- PROBLEM STATEMENT -
Show every line of the items below that contains the word "bumper", matching case exactly.

- EXERCISE INPUT -
────────

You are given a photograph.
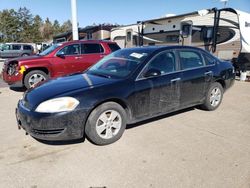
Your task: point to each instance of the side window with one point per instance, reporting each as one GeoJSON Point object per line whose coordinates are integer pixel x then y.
{"type": "Point", "coordinates": [6, 47]}
{"type": "Point", "coordinates": [27, 47]}
{"type": "Point", "coordinates": [113, 47]}
{"type": "Point", "coordinates": [16, 47]}
{"type": "Point", "coordinates": [70, 50]}
{"type": "Point", "coordinates": [190, 59]}
{"type": "Point", "coordinates": [129, 36]}
{"type": "Point", "coordinates": [209, 60]}
{"type": "Point", "coordinates": [91, 48]}
{"type": "Point", "coordinates": [163, 62]}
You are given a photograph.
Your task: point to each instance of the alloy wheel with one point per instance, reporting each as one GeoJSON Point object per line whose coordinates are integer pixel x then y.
{"type": "Point", "coordinates": [215, 97]}
{"type": "Point", "coordinates": [108, 124]}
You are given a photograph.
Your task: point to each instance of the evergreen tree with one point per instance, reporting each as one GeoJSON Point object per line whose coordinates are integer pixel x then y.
{"type": "Point", "coordinates": [25, 24]}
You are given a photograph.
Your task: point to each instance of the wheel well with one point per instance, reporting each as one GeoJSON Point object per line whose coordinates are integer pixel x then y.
{"type": "Point", "coordinates": [222, 83]}
{"type": "Point", "coordinates": [36, 68]}
{"type": "Point", "coordinates": [118, 101]}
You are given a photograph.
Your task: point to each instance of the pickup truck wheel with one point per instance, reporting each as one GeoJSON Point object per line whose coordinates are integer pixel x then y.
{"type": "Point", "coordinates": [34, 77]}
{"type": "Point", "coordinates": [214, 97]}
{"type": "Point", "coordinates": [106, 123]}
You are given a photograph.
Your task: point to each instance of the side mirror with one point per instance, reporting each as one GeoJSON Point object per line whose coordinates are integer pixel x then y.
{"type": "Point", "coordinates": [152, 73]}
{"type": "Point", "coordinates": [60, 55]}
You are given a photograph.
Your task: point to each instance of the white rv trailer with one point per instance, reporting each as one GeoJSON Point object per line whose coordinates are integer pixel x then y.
{"type": "Point", "coordinates": [223, 32]}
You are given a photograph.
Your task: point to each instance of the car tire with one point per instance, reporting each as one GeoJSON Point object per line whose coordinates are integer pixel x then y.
{"type": "Point", "coordinates": [34, 77]}
{"type": "Point", "coordinates": [25, 55]}
{"type": "Point", "coordinates": [106, 123]}
{"type": "Point", "coordinates": [213, 97]}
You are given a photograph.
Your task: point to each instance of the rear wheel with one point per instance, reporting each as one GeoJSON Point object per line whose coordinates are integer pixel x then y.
{"type": "Point", "coordinates": [106, 123]}
{"type": "Point", "coordinates": [34, 77]}
{"type": "Point", "coordinates": [214, 97]}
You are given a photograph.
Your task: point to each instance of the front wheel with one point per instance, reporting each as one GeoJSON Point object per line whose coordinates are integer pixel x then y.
{"type": "Point", "coordinates": [106, 123]}
{"type": "Point", "coordinates": [34, 77]}
{"type": "Point", "coordinates": [214, 97]}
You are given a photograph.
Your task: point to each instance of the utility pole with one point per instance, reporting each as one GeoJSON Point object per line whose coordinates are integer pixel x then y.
{"type": "Point", "coordinates": [74, 20]}
{"type": "Point", "coordinates": [225, 2]}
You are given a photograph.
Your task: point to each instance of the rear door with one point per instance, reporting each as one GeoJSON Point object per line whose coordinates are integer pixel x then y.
{"type": "Point", "coordinates": [195, 76]}
{"type": "Point", "coordinates": [67, 59]}
{"type": "Point", "coordinates": [158, 94]}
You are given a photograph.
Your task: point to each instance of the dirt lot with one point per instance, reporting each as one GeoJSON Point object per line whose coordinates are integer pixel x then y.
{"type": "Point", "coordinates": [192, 148]}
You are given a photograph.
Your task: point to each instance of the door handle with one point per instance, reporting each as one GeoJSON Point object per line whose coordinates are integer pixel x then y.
{"type": "Point", "coordinates": [208, 73]}
{"type": "Point", "coordinates": [175, 79]}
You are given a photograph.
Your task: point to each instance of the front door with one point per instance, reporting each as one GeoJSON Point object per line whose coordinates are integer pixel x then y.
{"type": "Point", "coordinates": [158, 87]}
{"type": "Point", "coordinates": [194, 77]}
{"type": "Point", "coordinates": [91, 53]}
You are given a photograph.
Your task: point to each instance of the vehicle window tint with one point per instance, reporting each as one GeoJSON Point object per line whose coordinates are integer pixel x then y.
{"type": "Point", "coordinates": [91, 48]}
{"type": "Point", "coordinates": [209, 60]}
{"type": "Point", "coordinates": [70, 50]}
{"type": "Point", "coordinates": [164, 62]}
{"type": "Point", "coordinates": [190, 59]}
{"type": "Point", "coordinates": [16, 47]}
{"type": "Point", "coordinates": [5, 47]}
{"type": "Point", "coordinates": [27, 47]}
{"type": "Point", "coordinates": [113, 47]}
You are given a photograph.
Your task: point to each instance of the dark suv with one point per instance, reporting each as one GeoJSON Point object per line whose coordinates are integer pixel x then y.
{"type": "Point", "coordinates": [11, 50]}
{"type": "Point", "coordinates": [58, 60]}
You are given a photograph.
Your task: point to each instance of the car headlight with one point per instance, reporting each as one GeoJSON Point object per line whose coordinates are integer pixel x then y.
{"type": "Point", "coordinates": [62, 104]}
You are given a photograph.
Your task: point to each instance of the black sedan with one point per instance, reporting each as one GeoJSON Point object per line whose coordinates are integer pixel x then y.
{"type": "Point", "coordinates": [127, 86]}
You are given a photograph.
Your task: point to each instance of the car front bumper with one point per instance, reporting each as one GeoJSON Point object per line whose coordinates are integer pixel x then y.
{"type": "Point", "coordinates": [51, 127]}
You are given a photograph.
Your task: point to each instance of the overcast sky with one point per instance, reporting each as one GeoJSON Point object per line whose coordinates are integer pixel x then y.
{"type": "Point", "coordinates": [117, 11]}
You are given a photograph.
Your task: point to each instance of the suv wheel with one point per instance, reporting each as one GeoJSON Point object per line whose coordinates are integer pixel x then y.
{"type": "Point", "coordinates": [106, 124]}
{"type": "Point", "coordinates": [214, 97]}
{"type": "Point", "coordinates": [34, 77]}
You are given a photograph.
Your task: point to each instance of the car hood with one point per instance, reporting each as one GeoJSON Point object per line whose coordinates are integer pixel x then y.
{"type": "Point", "coordinates": [63, 86]}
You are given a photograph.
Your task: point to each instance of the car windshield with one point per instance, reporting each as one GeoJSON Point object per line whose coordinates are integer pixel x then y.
{"type": "Point", "coordinates": [119, 64]}
{"type": "Point", "coordinates": [50, 49]}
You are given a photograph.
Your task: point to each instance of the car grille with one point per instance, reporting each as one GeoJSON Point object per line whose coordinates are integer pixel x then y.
{"type": "Point", "coordinates": [48, 131]}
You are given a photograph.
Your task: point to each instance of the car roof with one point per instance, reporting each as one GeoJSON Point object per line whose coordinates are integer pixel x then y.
{"type": "Point", "coordinates": [152, 49]}
{"type": "Point", "coordinates": [87, 41]}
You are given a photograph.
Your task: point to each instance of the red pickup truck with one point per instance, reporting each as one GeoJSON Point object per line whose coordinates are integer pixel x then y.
{"type": "Point", "coordinates": [58, 60]}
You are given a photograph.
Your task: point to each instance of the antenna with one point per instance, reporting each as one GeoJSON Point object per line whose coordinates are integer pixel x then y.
{"type": "Point", "coordinates": [225, 2]}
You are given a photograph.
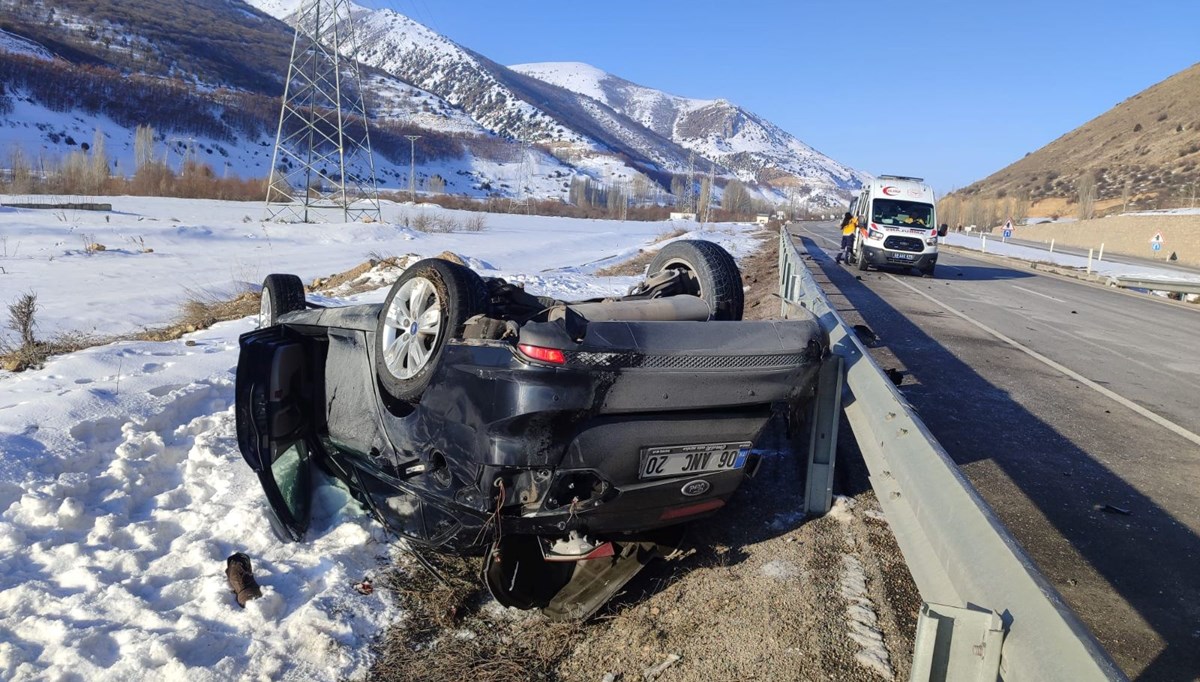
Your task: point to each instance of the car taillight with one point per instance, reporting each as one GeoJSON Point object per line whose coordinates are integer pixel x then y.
{"type": "Point", "coordinates": [552, 356]}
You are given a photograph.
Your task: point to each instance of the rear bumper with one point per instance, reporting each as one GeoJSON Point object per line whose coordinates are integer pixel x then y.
{"type": "Point", "coordinates": [887, 257]}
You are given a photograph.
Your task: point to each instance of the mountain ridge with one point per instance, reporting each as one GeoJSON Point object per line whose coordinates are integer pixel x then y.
{"type": "Point", "coordinates": [1147, 147]}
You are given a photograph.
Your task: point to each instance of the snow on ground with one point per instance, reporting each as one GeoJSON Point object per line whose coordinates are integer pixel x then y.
{"type": "Point", "coordinates": [1167, 211]}
{"type": "Point", "coordinates": [221, 247]}
{"type": "Point", "coordinates": [121, 486]}
{"type": "Point", "coordinates": [18, 45]}
{"type": "Point", "coordinates": [995, 245]}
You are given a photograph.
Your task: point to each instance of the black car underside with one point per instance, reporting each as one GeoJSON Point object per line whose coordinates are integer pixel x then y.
{"type": "Point", "coordinates": [567, 450]}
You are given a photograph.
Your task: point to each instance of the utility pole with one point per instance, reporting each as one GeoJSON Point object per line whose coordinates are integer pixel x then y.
{"type": "Point", "coordinates": [412, 165]}
{"type": "Point", "coordinates": [690, 192]}
{"type": "Point", "coordinates": [322, 160]}
{"type": "Point", "coordinates": [708, 198]}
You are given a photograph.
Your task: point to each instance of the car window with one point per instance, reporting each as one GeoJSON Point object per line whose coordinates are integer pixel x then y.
{"type": "Point", "coordinates": [895, 211]}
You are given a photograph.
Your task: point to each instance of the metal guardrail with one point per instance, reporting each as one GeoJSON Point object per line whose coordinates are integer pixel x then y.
{"type": "Point", "coordinates": [989, 614]}
{"type": "Point", "coordinates": [1155, 283]}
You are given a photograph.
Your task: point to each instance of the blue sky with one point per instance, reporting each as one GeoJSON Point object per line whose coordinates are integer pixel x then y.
{"type": "Point", "coordinates": [952, 91]}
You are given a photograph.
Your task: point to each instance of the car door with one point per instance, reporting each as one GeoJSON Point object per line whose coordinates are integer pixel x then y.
{"type": "Point", "coordinates": [275, 432]}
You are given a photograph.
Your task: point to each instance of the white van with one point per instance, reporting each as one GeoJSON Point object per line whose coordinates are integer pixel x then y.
{"type": "Point", "coordinates": [897, 225]}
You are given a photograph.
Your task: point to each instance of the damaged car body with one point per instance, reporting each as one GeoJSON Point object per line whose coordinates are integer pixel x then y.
{"type": "Point", "coordinates": [564, 442]}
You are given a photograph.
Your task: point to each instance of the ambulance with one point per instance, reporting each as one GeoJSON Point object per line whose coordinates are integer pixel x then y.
{"type": "Point", "coordinates": [897, 225]}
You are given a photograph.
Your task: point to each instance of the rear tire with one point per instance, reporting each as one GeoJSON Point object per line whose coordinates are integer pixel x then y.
{"type": "Point", "coordinates": [426, 306]}
{"type": "Point", "coordinates": [281, 294]}
{"type": "Point", "coordinates": [709, 273]}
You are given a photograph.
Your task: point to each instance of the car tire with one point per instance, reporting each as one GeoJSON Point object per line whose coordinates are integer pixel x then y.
{"type": "Point", "coordinates": [281, 294]}
{"type": "Point", "coordinates": [712, 274]}
{"type": "Point", "coordinates": [409, 337]}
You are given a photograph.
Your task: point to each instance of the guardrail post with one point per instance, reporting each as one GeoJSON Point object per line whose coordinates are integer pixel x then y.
{"type": "Point", "coordinates": [957, 644]}
{"type": "Point", "coordinates": [826, 416]}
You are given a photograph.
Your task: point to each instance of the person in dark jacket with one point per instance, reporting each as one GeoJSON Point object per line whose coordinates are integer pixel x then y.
{"type": "Point", "coordinates": [849, 225]}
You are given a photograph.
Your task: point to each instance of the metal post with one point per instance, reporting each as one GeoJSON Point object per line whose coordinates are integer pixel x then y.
{"type": "Point", "coordinates": [317, 143]}
{"type": "Point", "coordinates": [826, 416]}
{"type": "Point", "coordinates": [412, 165]}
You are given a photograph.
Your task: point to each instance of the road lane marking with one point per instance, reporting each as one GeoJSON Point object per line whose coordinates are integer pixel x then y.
{"type": "Point", "coordinates": [1036, 293]}
{"type": "Point", "coordinates": [1121, 400]}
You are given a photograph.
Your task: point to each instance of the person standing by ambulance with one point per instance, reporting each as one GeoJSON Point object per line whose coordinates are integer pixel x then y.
{"type": "Point", "coordinates": [849, 225]}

────────

- RESULT OF THE TASK -
Your task: point to each instance of the car front bumper with one point per instance, reporting each as one GeoJSON Point object per line whose coordinates are integer pixel x then y.
Your task: point to each instance of the rear bumper with one point per instance, reporting each as one GeoJSON Point object per line whose coordinates are integer pixel x then y.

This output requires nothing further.